The principle on which the doctrine rests is, that the vendee on the sale of real estate becomes the trustee of the vendor for the purchase money, or of such portion of it as remains unpaid, and the

vendor is the trustee of the purchaser for the land. (Watson v. Le Row, 6 Barb. 484. Swartout v. Burr, 1 ib. 495, 499. Champion v. Brown, 6 John. Ch. 402, 3.) But a subsequent purchaser from the vendor in possession, advancing a full consideration, and having no notice of the equitable lien of the first vendee, has a better equity than the latter, who by neglecting to consummate his purchase by an actual change of possession, has enabled his vendor to perpetrate a fraud.

Formerly, if a judgment debtor was in possession of land at the time of the sale thereof on an execution against him, he was estopped from denying that he had any interest in the land. The bare possession was an interest which might be sold on execution, and the purchaser acquired the same interest which the defendant in the execution had, and no more. If the latter was a mere tenant at will, or by sufferance, or even was in possession without color of right, the purchaser, as against him and those claiming under him, had a right to be substituted in his place, so far as respected the possession and any legal rights of the defendant connected therewith. (Talbor v. Chamberlin, 3 Paige, 220. Jackson v. Graham, 3 Caines, 188. Same v. Parker, 9 Cowen, 84. Grosvenor v. Allen, 9 Paige, 76. Griffin v. Spencer, 6 Hill, 525. Watson v. Le Row, 6 Barb. 484.) But the revised statutes (1 R. S. 744, § 4) have so far changed the rule in this respect, that the interest of a party holding a contract for the purchase of land cannot be barred by the docketing of a judgment or decree, nor be sold by execution upon such judgment or decree. This interest, whatever it is, can now be only reached by a bill in equity, and can thus be sold and transferred to the purchaser upon such terms as the court shall deem most conducive to the interest of the parties. (1 R. S. 744, §§ 4,5.) Neither an estate at will or by sufferance, or the interest in a contract for the purchase of land, can be sold on execution. (1 R. S. 723; 744, §§ 4, 5. Moyer v. Hinman, 17 Barb. 137. Bigelow v. Finch, Id. 394. Mead v. Gregg, 12 id. 653.)

_Problem to solve_: Condense the paragraph of the legal passage that begins "Formerly, if a judgment debtor" into a short bulleted list that keeps its main facts.

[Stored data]

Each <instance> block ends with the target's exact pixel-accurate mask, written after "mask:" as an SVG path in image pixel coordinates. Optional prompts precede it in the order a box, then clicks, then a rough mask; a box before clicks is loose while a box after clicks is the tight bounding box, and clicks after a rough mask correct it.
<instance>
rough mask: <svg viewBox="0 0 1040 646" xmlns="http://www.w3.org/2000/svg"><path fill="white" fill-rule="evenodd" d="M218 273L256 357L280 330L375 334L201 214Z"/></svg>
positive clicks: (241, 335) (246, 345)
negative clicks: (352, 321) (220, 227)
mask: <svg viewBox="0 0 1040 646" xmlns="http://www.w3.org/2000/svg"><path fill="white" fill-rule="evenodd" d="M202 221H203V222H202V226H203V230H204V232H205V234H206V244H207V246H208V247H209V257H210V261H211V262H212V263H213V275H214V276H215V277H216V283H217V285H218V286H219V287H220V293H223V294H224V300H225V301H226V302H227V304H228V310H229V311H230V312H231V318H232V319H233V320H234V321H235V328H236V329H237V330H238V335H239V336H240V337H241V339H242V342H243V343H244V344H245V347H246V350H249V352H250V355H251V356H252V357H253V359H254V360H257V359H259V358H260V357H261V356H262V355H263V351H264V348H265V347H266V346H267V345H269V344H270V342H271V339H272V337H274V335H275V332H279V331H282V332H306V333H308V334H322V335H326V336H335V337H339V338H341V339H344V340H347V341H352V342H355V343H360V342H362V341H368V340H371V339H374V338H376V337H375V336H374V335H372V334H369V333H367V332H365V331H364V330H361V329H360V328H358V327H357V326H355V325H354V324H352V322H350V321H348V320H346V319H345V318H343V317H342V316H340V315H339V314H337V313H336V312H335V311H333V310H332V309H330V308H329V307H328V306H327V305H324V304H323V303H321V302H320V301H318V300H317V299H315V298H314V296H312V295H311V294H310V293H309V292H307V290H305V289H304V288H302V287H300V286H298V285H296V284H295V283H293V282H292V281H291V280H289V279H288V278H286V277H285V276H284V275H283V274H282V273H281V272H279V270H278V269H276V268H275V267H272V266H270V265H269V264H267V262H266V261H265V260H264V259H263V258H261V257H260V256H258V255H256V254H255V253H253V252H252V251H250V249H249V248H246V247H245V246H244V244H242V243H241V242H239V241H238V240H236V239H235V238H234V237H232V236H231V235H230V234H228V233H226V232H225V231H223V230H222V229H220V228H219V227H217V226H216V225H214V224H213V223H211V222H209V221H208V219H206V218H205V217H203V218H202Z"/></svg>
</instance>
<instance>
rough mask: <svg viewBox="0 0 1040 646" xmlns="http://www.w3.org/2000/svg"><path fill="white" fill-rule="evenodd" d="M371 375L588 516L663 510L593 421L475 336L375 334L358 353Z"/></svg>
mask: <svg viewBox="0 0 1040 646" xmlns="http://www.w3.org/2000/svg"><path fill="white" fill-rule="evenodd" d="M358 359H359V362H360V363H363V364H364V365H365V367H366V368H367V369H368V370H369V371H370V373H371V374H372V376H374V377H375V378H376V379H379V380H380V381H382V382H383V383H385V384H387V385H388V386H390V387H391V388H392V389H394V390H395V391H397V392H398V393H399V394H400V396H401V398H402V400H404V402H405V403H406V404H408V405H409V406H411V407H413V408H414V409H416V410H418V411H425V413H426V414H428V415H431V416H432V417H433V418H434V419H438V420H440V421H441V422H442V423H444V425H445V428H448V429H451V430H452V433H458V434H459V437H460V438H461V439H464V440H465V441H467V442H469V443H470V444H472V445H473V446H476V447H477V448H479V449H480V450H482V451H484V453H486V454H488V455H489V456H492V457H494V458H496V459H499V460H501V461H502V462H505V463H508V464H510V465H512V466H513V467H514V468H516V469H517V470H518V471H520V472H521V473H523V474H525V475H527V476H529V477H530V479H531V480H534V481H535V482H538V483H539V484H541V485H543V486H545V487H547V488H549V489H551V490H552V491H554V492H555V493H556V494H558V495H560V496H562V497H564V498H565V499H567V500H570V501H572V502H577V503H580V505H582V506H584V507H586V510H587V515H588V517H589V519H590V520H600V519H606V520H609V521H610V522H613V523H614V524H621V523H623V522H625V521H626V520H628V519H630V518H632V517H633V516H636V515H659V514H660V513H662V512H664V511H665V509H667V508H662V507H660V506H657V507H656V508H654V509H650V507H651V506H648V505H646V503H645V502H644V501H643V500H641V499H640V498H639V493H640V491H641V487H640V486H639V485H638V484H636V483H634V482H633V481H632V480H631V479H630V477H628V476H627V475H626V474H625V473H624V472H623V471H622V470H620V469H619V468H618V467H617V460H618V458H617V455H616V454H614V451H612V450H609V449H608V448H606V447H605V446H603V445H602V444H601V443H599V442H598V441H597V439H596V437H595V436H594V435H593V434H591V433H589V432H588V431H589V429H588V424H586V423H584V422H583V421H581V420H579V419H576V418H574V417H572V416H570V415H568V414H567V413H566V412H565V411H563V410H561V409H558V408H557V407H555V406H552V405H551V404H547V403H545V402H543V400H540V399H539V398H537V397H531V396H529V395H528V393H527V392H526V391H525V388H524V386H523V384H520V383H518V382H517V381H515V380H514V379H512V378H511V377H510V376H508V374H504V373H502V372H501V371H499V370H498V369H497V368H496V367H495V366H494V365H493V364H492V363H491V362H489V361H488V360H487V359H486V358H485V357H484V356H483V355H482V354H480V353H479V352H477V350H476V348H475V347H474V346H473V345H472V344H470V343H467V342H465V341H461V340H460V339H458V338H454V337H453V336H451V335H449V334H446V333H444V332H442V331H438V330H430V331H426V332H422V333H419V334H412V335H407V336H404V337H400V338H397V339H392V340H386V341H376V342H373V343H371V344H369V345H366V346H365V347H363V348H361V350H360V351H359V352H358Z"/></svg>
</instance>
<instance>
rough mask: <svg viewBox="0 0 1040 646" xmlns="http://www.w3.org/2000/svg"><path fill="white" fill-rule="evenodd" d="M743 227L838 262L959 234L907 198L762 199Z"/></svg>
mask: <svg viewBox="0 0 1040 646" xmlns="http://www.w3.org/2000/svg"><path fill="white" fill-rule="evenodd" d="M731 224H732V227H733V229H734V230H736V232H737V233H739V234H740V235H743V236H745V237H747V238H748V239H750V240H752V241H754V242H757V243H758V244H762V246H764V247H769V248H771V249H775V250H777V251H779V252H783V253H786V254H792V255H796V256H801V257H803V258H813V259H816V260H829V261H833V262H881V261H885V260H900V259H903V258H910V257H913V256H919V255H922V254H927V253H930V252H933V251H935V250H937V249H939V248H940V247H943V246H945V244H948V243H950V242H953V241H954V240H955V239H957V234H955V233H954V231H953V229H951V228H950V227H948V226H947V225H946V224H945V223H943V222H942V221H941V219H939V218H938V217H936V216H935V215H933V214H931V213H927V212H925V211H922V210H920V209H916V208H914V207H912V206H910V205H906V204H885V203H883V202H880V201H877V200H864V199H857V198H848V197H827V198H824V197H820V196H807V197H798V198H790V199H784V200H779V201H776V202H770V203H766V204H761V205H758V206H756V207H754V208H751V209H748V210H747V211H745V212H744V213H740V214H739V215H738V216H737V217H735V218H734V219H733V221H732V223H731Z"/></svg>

_Output below_:
- Formerly, a judgment debtor in possession of land when it was sold on execution against him could not deny having an interest in it.
- Bare possession was an interest that could be sold on execution. The purchaser got the same interest the defendant had, and no more.
- Even if the defendant was only a tenant at will or by sufferance, or held possession without color of right, the purchaser could take his place as against him and those claiming under him. This applied to possession and any related legal rights.
- The revised statutes (1 R. S. 744, § 4) changed this. The interest of someone holding a contract to buy land cannot be barred by docketing a judgment or decree, and it cannot be sold by execution on one.
- That interest can now be reached only by a bill in equity. The court may then sell and transfer it to a purchaser on the terms it finds best for the parties.
- Neither an estate at will or by sufferance nor the interest in a contract to buy land can be sold on execution.